[WHAT THE EXERCISE ASKS]
The response must contain every line from the records below that has "sweatshirt".

[Stored dataset items]
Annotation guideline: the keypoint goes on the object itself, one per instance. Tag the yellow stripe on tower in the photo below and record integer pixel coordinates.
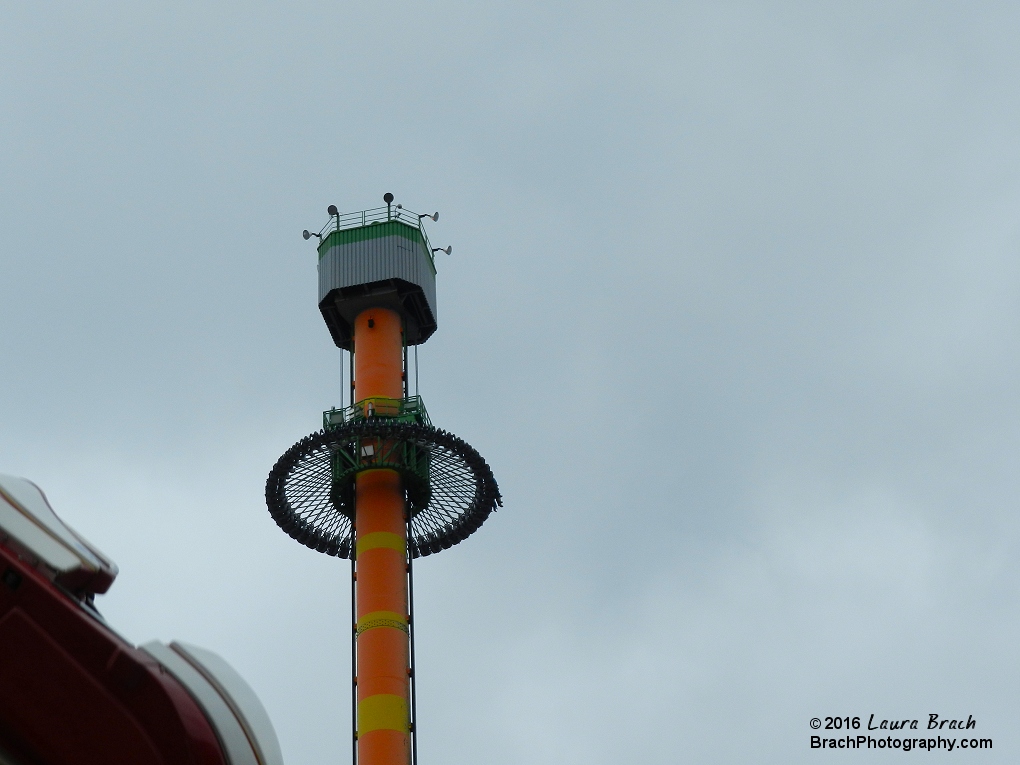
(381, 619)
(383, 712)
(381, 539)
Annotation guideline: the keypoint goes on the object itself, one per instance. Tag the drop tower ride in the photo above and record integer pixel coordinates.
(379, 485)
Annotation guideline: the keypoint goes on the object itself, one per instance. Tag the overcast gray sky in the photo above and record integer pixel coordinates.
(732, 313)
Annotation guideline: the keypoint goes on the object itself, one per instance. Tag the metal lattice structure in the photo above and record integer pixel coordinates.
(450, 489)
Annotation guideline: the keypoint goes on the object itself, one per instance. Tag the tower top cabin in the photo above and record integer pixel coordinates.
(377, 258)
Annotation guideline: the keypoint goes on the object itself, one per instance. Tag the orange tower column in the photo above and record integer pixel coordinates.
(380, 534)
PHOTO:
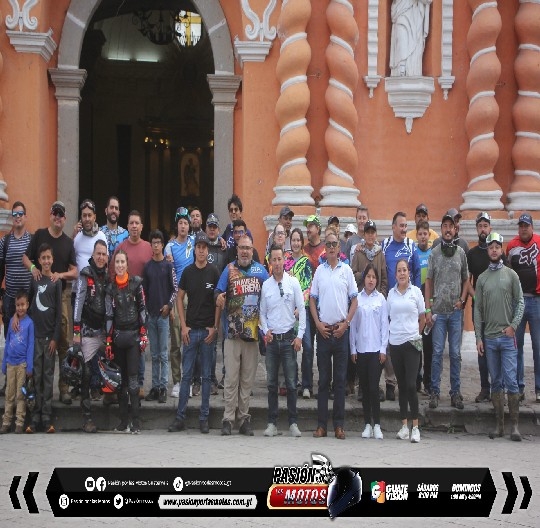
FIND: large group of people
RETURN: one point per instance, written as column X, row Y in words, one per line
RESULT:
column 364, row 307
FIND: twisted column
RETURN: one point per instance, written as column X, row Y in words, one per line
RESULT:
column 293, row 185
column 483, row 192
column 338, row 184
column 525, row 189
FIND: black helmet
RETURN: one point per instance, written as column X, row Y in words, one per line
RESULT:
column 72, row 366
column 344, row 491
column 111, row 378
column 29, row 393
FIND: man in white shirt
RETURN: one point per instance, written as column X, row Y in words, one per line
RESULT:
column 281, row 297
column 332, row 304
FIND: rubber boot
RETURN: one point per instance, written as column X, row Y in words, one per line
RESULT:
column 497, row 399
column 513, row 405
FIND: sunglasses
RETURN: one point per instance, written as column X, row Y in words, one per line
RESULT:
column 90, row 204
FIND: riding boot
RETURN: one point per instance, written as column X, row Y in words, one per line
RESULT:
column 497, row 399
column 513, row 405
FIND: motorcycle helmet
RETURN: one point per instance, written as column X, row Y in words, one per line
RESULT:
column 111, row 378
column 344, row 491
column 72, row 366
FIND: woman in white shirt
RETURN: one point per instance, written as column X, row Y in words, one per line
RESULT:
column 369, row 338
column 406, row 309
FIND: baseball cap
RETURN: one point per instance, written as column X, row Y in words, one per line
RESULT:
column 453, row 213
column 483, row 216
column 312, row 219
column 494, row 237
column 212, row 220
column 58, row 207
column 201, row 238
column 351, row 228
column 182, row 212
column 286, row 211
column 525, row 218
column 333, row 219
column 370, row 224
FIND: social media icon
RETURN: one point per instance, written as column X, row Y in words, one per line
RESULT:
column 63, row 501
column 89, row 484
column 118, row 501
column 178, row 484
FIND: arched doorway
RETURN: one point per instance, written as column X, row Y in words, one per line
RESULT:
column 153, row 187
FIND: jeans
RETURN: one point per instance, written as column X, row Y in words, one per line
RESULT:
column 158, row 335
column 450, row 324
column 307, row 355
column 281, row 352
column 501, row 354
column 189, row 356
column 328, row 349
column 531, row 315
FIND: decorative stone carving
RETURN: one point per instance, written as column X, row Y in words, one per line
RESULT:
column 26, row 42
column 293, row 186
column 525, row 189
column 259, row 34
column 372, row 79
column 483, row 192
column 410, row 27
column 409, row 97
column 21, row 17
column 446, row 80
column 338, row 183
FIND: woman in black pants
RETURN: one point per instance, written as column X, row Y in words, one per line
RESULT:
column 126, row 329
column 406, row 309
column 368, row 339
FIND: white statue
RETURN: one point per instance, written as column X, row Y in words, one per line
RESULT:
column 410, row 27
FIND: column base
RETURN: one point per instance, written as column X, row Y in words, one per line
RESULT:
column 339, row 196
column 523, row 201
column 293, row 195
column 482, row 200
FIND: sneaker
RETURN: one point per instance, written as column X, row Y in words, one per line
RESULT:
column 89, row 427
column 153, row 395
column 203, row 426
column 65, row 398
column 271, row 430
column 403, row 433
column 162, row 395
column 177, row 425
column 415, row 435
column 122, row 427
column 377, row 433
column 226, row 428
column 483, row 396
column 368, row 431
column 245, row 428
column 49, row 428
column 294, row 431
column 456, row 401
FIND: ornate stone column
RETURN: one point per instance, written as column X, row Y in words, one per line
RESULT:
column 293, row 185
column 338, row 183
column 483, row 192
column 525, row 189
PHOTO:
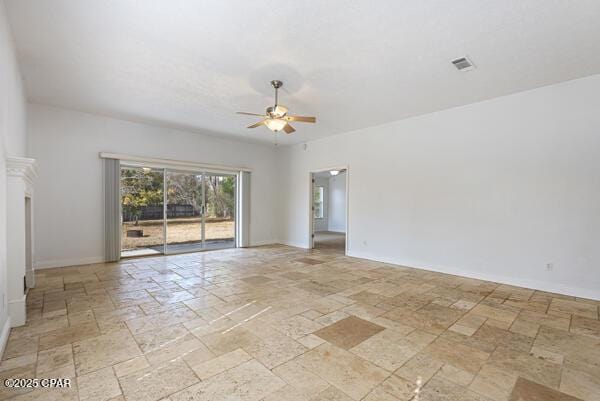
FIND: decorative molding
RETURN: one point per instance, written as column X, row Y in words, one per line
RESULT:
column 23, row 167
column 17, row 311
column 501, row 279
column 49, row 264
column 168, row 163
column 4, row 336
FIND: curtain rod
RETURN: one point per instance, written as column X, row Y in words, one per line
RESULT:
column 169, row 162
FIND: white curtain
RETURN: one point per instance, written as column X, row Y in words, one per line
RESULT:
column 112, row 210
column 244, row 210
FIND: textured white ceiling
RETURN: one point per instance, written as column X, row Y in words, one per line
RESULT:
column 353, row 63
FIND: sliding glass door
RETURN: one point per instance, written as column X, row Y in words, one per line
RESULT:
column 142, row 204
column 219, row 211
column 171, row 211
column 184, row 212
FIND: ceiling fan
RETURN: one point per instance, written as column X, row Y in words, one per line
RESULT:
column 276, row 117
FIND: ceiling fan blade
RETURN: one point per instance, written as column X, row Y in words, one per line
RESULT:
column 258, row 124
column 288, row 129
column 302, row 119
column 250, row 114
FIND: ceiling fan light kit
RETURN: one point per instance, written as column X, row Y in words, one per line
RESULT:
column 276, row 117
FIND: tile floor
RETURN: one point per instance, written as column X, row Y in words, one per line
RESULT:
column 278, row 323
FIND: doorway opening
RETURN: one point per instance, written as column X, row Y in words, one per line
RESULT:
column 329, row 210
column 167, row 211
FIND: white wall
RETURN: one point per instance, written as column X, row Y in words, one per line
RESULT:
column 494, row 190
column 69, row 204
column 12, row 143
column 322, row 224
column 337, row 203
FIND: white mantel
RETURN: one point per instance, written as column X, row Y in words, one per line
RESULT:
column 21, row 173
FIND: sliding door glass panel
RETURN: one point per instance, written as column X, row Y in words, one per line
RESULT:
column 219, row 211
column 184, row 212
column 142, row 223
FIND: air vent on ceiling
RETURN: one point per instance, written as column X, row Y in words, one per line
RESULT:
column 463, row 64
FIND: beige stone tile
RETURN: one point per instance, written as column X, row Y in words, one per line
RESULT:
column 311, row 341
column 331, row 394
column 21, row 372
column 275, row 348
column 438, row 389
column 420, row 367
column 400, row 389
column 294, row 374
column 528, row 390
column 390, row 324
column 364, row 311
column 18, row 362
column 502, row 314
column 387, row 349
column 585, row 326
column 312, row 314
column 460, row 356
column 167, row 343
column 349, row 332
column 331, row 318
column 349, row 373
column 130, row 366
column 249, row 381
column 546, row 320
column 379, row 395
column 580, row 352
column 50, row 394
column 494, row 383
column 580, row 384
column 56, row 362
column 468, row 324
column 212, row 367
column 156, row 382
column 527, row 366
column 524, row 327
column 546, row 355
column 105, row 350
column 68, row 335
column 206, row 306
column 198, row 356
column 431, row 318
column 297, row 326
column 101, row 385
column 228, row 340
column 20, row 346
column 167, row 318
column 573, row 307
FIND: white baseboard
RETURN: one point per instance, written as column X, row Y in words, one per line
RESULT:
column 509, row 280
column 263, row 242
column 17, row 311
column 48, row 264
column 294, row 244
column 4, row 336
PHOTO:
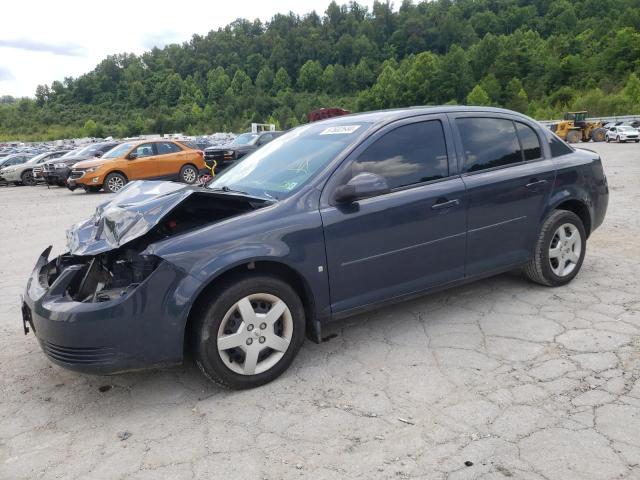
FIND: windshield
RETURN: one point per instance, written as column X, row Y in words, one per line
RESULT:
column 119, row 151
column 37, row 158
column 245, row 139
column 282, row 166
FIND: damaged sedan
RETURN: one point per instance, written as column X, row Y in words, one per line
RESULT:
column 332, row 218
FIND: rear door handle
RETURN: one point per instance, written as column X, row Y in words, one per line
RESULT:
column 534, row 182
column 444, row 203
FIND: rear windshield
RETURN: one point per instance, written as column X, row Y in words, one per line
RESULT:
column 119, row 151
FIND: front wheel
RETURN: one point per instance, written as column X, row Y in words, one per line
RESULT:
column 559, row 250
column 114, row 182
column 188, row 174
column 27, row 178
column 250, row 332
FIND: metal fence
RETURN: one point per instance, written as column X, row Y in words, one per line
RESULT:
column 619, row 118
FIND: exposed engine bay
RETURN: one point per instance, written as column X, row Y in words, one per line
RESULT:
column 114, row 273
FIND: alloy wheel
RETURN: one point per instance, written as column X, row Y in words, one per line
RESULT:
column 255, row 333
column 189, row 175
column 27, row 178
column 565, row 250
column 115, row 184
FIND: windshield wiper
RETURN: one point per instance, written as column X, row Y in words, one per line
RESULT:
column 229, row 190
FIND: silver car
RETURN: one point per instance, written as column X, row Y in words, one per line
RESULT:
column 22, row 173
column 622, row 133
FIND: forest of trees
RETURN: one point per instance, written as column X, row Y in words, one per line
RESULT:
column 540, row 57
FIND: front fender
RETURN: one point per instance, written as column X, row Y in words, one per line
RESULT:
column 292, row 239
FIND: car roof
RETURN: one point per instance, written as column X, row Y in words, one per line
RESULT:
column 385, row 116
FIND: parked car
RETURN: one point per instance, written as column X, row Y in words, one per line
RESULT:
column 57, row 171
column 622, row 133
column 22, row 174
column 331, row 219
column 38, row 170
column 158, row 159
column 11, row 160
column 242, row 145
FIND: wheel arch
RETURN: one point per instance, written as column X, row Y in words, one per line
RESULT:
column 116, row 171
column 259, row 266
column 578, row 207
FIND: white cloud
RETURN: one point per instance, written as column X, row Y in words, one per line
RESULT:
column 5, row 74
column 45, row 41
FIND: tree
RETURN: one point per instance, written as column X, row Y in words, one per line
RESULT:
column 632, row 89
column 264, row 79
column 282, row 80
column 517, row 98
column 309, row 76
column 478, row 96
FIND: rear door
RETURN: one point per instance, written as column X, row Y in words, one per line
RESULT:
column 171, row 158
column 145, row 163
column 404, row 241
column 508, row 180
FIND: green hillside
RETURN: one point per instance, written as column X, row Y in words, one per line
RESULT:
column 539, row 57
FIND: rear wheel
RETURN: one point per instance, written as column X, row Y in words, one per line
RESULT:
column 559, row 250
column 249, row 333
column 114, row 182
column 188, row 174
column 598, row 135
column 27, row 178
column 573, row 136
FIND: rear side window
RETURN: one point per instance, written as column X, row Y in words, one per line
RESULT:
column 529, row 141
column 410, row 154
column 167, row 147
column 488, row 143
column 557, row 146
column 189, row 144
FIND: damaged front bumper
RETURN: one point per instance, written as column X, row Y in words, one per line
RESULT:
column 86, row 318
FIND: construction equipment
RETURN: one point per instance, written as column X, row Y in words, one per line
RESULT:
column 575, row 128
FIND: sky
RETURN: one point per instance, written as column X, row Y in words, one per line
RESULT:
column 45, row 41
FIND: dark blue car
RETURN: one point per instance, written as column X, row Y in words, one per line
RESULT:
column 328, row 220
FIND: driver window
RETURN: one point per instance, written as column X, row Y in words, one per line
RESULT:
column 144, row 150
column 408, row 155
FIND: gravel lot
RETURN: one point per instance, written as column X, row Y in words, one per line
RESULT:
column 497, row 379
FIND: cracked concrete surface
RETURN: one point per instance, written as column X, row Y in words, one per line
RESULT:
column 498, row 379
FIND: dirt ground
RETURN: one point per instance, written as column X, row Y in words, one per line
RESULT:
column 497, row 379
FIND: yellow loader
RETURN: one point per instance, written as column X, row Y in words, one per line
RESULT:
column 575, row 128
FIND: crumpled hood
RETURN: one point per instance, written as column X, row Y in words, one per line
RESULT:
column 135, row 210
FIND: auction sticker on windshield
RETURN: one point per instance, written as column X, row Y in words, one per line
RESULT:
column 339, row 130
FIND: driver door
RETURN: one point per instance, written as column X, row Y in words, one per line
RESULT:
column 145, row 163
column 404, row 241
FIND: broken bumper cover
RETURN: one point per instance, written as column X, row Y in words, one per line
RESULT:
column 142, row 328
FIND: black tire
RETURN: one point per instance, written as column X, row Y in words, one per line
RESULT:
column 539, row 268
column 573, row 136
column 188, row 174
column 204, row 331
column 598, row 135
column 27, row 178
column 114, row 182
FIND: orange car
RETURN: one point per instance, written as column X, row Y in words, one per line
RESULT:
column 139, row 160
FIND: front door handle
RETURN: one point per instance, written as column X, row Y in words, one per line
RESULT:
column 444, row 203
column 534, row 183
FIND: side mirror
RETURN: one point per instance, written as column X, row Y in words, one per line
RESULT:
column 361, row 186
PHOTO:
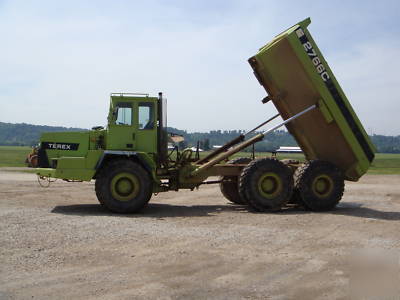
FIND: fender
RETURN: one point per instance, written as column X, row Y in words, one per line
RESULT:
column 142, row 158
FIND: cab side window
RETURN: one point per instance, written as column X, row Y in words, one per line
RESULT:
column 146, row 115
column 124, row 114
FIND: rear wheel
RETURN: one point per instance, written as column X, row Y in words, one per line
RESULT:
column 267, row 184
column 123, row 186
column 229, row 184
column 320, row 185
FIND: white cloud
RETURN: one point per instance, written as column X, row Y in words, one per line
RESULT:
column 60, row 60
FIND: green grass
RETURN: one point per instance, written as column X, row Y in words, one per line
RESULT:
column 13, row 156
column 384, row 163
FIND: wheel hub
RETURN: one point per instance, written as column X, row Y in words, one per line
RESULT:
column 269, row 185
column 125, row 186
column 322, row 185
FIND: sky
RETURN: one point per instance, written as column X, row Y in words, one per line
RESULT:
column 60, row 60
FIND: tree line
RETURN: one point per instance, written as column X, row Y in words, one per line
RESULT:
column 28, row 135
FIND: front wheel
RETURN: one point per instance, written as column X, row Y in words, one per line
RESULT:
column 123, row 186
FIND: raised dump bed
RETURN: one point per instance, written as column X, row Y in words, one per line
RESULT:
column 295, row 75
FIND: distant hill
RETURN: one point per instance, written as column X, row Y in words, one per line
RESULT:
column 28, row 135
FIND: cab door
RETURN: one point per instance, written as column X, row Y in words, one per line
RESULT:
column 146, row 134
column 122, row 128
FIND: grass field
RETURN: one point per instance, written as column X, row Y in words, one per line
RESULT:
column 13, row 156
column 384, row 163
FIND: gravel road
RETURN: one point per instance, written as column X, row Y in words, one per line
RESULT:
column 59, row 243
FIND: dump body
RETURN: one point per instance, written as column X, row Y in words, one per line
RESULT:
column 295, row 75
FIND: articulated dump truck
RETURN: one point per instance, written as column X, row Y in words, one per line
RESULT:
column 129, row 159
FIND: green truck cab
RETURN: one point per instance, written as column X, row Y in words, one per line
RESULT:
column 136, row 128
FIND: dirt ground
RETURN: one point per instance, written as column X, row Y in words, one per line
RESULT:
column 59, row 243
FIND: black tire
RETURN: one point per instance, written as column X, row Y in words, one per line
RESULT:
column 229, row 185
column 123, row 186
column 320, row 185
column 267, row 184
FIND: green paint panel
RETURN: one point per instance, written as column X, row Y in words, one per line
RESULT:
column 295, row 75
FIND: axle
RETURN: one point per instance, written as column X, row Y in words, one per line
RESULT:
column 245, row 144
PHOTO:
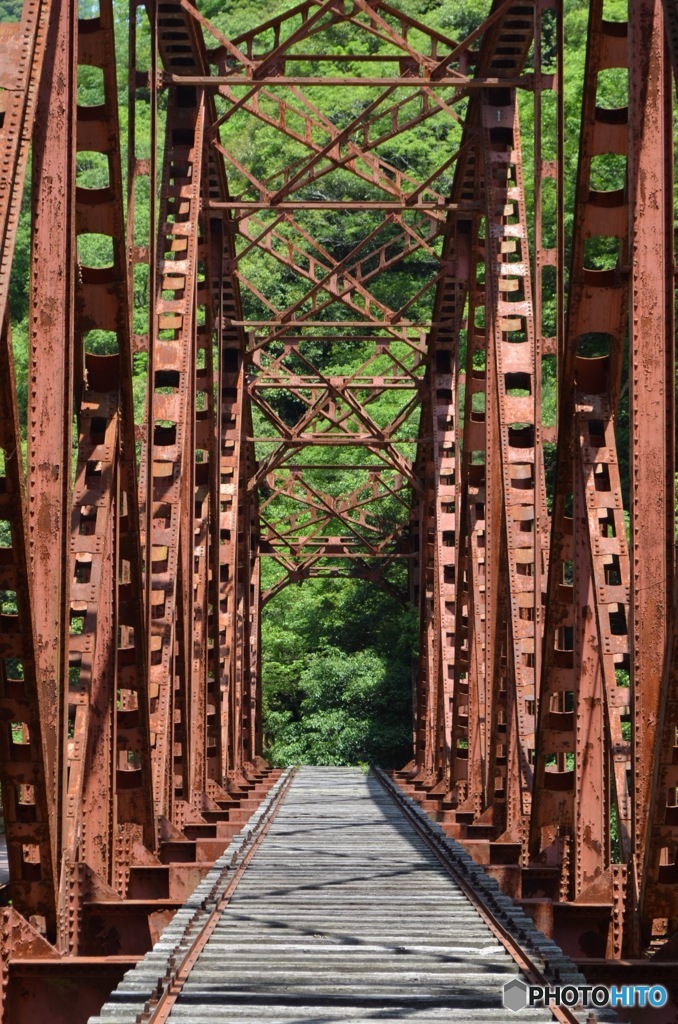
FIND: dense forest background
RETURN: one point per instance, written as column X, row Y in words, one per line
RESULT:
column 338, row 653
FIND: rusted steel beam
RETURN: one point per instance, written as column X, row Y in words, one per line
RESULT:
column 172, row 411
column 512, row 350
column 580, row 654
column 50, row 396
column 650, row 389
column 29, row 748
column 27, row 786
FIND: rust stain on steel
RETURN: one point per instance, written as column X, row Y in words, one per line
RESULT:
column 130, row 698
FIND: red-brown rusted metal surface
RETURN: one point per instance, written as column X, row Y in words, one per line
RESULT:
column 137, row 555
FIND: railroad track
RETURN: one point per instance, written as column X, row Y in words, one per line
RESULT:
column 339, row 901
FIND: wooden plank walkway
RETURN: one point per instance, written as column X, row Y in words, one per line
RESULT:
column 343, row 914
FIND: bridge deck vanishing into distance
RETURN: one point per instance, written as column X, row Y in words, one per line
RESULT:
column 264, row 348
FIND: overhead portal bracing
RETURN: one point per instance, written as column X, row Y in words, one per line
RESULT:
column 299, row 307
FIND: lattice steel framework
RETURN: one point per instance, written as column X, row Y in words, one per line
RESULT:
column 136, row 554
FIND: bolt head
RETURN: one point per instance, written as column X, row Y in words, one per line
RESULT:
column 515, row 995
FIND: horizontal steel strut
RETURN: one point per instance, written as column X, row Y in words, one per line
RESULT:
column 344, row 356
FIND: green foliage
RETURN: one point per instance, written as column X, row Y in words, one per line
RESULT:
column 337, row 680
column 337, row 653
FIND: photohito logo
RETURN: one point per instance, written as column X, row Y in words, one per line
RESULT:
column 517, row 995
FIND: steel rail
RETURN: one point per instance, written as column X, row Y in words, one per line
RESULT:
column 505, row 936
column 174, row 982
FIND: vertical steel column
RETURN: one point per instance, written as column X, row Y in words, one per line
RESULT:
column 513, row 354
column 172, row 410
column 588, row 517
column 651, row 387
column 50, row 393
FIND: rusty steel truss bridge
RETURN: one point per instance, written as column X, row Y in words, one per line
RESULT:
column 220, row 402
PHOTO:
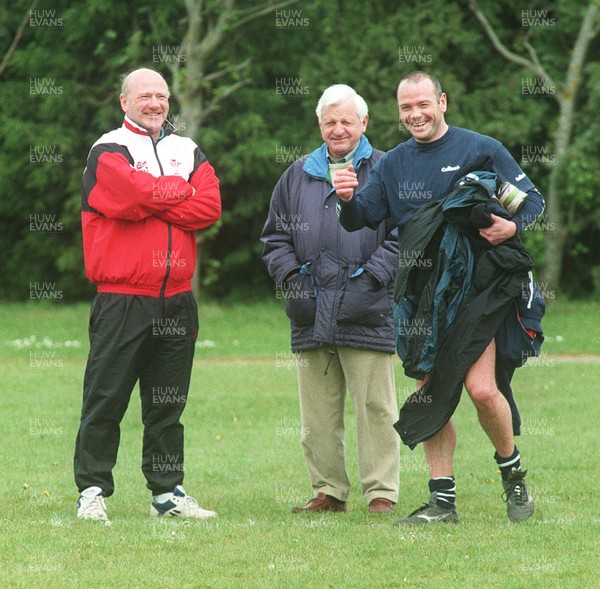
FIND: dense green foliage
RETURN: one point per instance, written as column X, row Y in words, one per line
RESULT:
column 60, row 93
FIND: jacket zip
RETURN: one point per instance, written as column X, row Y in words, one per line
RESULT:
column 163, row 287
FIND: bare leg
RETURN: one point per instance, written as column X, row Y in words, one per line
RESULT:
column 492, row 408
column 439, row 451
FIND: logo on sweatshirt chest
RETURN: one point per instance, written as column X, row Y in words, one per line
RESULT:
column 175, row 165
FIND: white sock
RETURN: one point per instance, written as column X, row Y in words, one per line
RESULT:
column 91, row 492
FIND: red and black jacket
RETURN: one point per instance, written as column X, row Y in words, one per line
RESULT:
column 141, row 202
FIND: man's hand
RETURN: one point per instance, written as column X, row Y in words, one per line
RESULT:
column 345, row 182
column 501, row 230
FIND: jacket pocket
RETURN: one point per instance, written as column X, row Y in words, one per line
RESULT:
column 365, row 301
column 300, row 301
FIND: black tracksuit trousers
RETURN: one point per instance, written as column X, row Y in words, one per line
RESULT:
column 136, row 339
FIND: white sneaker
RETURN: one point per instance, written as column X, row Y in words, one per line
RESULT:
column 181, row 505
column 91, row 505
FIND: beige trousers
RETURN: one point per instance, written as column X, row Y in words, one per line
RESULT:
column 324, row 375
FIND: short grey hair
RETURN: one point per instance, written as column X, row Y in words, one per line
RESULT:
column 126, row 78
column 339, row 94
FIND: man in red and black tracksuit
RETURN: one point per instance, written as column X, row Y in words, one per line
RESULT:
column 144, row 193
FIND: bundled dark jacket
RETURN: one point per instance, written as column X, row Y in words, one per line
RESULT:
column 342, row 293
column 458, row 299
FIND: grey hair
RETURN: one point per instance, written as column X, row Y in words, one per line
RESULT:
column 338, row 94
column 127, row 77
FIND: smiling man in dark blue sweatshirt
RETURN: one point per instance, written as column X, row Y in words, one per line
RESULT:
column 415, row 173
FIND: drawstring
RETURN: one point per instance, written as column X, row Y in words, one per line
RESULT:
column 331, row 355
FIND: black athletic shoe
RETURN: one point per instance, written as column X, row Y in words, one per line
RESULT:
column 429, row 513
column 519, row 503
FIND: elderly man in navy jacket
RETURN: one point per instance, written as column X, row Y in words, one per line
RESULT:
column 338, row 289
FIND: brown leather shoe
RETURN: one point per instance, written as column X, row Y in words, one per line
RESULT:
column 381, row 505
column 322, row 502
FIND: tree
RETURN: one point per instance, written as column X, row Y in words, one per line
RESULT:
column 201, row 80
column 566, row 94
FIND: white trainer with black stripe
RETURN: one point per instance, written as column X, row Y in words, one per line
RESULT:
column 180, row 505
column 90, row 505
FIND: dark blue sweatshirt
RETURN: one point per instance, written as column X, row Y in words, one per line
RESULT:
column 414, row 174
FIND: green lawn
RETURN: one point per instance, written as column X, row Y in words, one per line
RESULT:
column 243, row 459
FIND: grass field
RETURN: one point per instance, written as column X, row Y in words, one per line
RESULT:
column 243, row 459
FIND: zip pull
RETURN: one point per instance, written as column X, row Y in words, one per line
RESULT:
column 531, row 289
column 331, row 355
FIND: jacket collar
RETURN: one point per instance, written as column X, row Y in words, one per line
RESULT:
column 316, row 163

[RESPONSE TO THIS EXERCISE]
FIND: logo on sweatshirt chest
FIND: smiling man in dark blue sweatshirt
FIND: dark blue sweatshirt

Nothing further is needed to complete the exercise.